> [Stored data entries]:
——————

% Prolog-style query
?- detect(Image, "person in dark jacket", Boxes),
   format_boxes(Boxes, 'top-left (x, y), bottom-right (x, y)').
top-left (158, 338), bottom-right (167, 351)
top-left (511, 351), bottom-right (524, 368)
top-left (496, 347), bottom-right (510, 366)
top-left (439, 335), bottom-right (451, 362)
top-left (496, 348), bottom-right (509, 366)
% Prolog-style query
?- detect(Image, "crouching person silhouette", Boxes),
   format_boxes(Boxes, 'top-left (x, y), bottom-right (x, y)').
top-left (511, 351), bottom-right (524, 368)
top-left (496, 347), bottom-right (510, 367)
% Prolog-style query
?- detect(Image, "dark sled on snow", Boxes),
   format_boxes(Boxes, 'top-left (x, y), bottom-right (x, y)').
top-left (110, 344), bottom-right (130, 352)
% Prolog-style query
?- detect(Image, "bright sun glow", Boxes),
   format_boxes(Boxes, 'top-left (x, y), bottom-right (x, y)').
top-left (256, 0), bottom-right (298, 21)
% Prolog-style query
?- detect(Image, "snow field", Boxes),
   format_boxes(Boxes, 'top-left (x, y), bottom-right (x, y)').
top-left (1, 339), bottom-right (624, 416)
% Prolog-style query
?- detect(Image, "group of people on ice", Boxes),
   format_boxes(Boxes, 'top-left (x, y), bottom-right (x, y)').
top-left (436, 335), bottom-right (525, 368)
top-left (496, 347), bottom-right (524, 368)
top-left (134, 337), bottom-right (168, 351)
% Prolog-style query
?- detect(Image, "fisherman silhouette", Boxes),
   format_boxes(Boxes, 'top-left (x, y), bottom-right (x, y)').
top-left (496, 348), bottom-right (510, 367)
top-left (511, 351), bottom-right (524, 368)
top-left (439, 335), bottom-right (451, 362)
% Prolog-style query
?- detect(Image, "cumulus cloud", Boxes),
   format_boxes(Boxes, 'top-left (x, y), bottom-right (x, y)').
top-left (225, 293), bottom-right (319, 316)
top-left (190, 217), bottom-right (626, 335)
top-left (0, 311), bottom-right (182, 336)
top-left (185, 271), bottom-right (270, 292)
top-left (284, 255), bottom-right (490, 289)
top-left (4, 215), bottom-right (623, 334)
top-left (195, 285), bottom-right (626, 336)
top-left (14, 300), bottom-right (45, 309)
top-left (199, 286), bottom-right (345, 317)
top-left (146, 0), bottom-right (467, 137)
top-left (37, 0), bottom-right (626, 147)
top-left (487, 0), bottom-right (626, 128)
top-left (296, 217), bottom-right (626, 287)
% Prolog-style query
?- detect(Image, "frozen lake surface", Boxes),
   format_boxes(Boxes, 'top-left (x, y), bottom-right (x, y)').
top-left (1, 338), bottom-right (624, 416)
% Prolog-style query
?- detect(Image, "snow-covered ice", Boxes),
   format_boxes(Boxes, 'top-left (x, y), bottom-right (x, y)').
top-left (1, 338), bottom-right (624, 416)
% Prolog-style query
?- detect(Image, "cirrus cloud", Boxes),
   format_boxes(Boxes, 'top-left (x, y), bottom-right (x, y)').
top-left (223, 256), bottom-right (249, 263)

——————

> [Your objective]: A copy of each line in the data above that holds the string "Image" is needed.

> [Completed task]:
?- detect(Image, "person in dark jacket", Boxes),
?- detect(Image, "crouching person silhouette", Boxes),
?- detect(Image, "dark sled on snow", Boxes),
?- detect(Image, "bright sun glow", Boxes),
?- detect(Image, "snow field", Boxes),
?- detect(Image, "group of people on ice", Boxes),
?- detect(Image, "fisherman silhouette", Boxes),
?- detect(Image, "cumulus cloud", Boxes),
?- detect(Image, "frozen lake surface", Boxes),
?- detect(Image, "snow-covered ice", Boxes),
?- detect(Image, "cirrus cloud", Boxes),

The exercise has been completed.